*COMPITO ASSEGNATO A*:
Rispondi a queste domande sul brano dedicato a Leonard Cohen:
(i) Quanti mesi prima della guerra del Kippur Cohen rilasciò l'intervista in cui citava "Give peace a chance"?
(ii) Come battezzò a un certo punto la band che lo accompagnava in tour?
(iii) Quanti anni aveva Leonard quando morì il padre Nathan?
*COMPITO ASSEGNATO B*: Prosegui il brano su Leonard Cohen e la vita militare a partire dal punto in cui si interrompe.

*BRANO FORNITO*:
Il canto del fuoco / Quando Leonard Cohen partì per il fronte

17 Aprile 2022

Leonard Cohen non credeva nel mondo di pace immaginato da John Lennon, un mondo senza nazioni, proprietà privata o religioni. “Non ho una canzone dal titolo Give peace a chance”, dichiarò in un’intervista sette mesi prima della guerra del Kippur. “Potrei scrivere una canzone sulla guerra e, se la cantassi in una maniera pacifica, allora avrebbe lo stesso messaggio. Non mi piacciono questi scrittori di slogan”. In un’altra intervista dichiarò che “la guerra è una delle rare circostanze in cui gli uomini danno il meglio di sé”. Era anche dell’avviso che la cultura derivi dalla lealtà verso una lingua, un gruppo, un luogo, e che soltanto il nazionalismo sia in grado di produrre arte.

 

In una delle sue canzoni si presentava ironicamente nei panni di Field Commander Cohen – il comandante da campo Cohen – e a un certo punto battezzò la band che lo accompagnava in tour The Army – l’Esercito. Il padre, Nathan Cohen, s’era guadagnato delle decorazioni durante la Prima Guerra Mondiale, e se non fosse morto quando Leonard aveva solo nove anni, con ogni probabilità avrebbe indirizzato il figlio verso la carriera militare. Sognava di vederlo in divisa all’Accademia di Kingston, forse in trincea. Fatto sta che Leonard fu attratto dalla vita militare per buona parte della sua vita. “Non ho alcun desiderio di sparare in faccia a qualcuno”, dichiarò anni dopo, “ma considerando quanto siamo pigramente indisciplinati, selvaggi e avidi, quando in effetti riesci ad avere alcune persone organizzate con dei vestiti puliti, uno stile di marcia gradevole e un’abitudine alla disciplina e all’obbedienza, penso che sia quasi una sorta di miracolo. E questi sono gli stessi metodi dei monasteri, o di qualunque forma di addestramento. Questo concetto di addestramento ha sempre suscitato il mio interesse e l’esercito è stato, tradizionalmente, un luogo dove giovani uomini vengono addestrati”.

*MATERIALE FORNITO*:
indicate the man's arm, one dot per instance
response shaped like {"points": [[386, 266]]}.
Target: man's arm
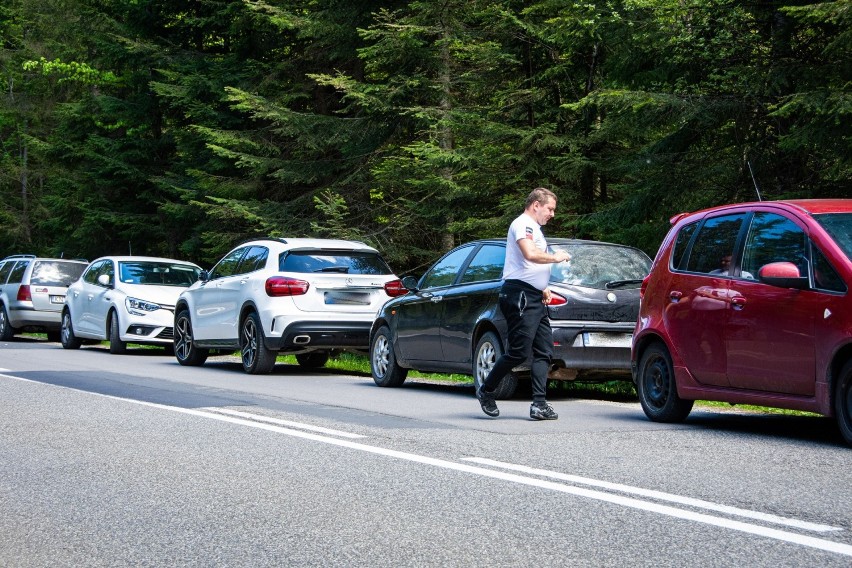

*SOLUZIONE DELL'ESERCIZIO A*:
(i) Sette mesi prima.
(ii) The Army, cioè l'Esercito.
(iii) Aveva solo nove anni.

*SOLUZIONE DELL'ESERCIZIO B*:
 

 

Sul finire del 1972, dopo la nascita del figlio Adam e in piena crisi personale, Cohen lasciò Montreal per la California. Il poeta americano Steve Sanfield gli aveva parlato di un maestro zen chiamato Roshi che l’anno prima aveva fondato il Mt. Baldy Zen Center nella contea di San Bernardino. Leonard ci arrivò che nevicava, e dopo soli tre giorni si rese conto che intorno a lui era in atto una “vendetta della Seconda Guerra Mondiale”: un maestro giapponese e un monaco tedesco di nome Gershin imponevano a dei ragazzi americani di camminare con i sandali nella neve fresca alle tre del mattino (shivering and farting in the moonlightrabbrividendo e scoreggiando al chiaro di luna, scrisse nella poesia The Energy of Slaves). Cohen resistette tre settimane appena. La disciplina tanto agognata, unita al freddo polare, si rivelò troppo dura. Noleggiò una macchina e si diresse a Tijuana, in Messico, dove chiamò la compagna Suzanne (non quella della canzone), supplicandola di raggiungerlo e di volare con lui ad Acapulco.

 

Leonard Cohen era in crisi nera. Sul piano personale e sul piano artistico. Sempre dalla raccolta The Energy of Slaves:

 

Where are the poems

That led me away

From everything I loved

 

(Dove sono le poesie che mi allontanarono da tutto ciò che amavo?).

 

E ancora:

 

I have no talent left

I can’t write a poem anymore

You can call me Len or Lennie now

 

(Il mio talento è perduto. Non so più scrivere una poesia. Adesso mi puoi chiamare Len o Lennie).

 

Altrove – Life in 1973 – scrive:

 

 

A un certo punto sono stato un cantante famoso con il mio gruppo. Ho incontrato un sacco di ragazze strada facendo. Andavo matto per le ragazze, e dopo un po’ andavo matto solo per la fica. Non me ne frega niente di ciò che pensi della dignità umana, perché la dignità non mi contempla. Non mi importa chi sei e quale nobile forma di tortura rappresenti. Puoi anche chiudere questo libro.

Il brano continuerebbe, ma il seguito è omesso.